- [Named region outline records]:
** begin **

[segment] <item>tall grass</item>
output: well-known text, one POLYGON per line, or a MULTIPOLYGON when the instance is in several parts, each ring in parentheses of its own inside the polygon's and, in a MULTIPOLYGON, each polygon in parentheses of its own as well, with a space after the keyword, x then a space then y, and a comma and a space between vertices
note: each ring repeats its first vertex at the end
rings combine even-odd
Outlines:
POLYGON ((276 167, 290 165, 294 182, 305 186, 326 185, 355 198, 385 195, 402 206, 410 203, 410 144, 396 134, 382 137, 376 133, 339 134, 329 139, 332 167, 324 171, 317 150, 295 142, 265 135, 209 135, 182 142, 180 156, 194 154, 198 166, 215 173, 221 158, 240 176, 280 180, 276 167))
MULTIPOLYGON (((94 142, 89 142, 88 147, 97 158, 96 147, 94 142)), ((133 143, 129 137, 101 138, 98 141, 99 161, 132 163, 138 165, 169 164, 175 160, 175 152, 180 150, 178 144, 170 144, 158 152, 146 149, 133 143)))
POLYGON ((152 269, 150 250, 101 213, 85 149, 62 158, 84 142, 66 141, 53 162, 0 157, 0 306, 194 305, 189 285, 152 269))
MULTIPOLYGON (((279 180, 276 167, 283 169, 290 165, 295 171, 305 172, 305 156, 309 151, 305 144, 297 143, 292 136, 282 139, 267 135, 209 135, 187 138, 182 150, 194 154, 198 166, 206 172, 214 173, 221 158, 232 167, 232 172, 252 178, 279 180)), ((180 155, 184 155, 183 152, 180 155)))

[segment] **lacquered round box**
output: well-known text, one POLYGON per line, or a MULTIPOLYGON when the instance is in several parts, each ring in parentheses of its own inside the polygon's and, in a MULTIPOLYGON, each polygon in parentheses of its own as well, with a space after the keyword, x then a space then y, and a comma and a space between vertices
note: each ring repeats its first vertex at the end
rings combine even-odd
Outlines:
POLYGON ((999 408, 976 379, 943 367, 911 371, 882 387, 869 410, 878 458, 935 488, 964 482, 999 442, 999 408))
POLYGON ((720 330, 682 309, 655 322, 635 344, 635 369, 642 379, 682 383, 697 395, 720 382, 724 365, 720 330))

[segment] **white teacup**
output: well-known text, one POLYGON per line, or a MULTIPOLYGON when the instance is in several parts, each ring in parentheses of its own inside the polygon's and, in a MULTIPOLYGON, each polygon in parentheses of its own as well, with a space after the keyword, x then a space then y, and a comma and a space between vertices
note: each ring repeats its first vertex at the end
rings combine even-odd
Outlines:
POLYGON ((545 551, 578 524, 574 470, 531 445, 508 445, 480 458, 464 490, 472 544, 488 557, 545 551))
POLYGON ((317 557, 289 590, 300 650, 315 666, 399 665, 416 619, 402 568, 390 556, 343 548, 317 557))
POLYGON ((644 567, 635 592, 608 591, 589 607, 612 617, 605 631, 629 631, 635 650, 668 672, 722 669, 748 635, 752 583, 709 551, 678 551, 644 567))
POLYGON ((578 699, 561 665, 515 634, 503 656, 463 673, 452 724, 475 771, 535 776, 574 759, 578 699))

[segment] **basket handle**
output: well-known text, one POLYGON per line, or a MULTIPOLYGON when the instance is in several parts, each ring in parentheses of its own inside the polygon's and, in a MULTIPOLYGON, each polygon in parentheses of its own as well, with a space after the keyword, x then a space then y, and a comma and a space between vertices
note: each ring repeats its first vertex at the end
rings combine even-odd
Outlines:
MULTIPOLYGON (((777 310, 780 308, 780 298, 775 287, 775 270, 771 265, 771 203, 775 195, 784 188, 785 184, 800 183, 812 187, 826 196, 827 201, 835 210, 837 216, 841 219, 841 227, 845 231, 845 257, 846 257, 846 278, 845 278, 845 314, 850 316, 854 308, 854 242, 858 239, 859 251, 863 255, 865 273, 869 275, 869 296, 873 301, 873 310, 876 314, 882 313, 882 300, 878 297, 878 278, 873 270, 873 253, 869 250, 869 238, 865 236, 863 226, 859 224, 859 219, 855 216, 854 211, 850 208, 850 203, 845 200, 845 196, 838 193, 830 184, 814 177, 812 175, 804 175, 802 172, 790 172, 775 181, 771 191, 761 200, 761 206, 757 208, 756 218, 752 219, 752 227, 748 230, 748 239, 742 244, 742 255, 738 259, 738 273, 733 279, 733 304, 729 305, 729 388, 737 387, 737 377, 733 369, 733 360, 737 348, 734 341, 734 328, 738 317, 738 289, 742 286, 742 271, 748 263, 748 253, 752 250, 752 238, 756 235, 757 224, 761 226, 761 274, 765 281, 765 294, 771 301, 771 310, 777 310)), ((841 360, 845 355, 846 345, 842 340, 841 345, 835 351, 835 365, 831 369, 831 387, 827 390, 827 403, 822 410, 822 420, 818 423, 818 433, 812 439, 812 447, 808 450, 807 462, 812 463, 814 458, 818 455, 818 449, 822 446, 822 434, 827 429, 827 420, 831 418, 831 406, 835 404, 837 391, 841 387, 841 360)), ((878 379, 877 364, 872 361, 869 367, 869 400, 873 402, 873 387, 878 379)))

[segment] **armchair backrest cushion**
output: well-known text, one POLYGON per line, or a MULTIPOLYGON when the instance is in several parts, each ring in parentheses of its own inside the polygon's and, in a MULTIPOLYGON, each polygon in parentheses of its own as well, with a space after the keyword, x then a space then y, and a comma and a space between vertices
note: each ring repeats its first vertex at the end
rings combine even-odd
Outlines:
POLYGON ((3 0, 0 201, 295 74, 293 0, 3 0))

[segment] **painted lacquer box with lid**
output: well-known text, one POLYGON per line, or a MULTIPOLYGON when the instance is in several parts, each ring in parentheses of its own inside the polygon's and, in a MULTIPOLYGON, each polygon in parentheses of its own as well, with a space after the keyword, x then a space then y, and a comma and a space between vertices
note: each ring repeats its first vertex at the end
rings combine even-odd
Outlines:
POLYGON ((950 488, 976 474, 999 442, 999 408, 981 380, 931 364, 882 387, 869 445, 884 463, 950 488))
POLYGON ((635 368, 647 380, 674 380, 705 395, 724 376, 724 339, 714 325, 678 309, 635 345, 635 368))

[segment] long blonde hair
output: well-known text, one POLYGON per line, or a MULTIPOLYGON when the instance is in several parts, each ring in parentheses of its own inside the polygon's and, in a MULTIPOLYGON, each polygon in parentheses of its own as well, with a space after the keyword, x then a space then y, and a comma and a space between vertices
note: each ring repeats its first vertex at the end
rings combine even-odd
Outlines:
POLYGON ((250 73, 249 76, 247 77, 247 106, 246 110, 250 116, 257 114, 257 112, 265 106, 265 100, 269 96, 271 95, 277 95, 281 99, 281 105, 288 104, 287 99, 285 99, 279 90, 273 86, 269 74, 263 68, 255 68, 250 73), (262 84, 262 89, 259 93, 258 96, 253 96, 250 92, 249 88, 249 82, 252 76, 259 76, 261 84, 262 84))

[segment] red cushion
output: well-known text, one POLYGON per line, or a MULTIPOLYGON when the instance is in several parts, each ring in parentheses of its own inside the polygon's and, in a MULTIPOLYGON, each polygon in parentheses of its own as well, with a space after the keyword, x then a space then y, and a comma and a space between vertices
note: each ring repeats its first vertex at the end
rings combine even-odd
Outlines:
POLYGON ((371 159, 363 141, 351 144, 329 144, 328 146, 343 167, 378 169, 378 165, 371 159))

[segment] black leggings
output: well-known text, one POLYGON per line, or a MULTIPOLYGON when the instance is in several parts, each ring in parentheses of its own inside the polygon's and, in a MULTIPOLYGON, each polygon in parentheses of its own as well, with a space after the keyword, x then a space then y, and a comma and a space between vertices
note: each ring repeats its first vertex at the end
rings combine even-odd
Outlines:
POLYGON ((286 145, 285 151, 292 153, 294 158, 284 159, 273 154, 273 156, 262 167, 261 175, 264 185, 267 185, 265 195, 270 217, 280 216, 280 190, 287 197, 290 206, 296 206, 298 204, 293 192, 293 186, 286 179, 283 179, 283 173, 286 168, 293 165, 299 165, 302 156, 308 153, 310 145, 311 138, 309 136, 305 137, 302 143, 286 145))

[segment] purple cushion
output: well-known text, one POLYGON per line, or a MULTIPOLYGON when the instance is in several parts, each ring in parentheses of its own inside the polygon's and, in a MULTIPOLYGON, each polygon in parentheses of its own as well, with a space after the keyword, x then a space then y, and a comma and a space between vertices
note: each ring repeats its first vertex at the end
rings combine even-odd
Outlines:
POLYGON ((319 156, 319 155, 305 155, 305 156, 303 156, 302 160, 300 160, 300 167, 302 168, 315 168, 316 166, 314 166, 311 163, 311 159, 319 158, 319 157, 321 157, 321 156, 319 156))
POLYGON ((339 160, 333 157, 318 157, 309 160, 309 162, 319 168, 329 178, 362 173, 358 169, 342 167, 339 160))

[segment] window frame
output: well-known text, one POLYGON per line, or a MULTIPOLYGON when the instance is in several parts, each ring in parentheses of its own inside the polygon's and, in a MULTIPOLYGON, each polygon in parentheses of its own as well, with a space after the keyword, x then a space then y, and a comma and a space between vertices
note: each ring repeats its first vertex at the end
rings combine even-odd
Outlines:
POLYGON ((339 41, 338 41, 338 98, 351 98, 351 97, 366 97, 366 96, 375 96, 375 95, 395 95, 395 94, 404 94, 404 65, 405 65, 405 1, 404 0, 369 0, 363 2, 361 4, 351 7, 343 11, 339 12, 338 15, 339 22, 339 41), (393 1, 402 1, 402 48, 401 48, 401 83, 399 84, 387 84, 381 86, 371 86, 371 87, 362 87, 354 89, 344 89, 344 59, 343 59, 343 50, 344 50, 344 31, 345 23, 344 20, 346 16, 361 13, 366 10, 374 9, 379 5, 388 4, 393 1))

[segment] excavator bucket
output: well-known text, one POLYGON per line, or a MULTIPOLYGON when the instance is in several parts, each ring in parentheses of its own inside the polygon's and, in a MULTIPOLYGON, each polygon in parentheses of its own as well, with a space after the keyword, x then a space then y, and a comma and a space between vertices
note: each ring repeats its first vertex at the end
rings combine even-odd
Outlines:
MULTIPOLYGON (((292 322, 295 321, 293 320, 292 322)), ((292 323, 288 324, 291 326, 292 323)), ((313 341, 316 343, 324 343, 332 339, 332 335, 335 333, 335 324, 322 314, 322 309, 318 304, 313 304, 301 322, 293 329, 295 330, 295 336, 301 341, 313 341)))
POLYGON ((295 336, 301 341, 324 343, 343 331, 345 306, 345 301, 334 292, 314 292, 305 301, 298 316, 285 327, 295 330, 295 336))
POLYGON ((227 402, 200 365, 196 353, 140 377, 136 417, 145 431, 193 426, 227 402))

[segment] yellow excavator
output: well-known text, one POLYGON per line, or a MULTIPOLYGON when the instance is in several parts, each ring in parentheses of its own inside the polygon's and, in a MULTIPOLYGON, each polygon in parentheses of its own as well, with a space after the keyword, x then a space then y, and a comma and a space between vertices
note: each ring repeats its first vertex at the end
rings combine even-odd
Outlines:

** end **

- [Work instructions]: Count the lines above that contain the string "excavator", with case counting, and give only the number.

- [Task output]: 2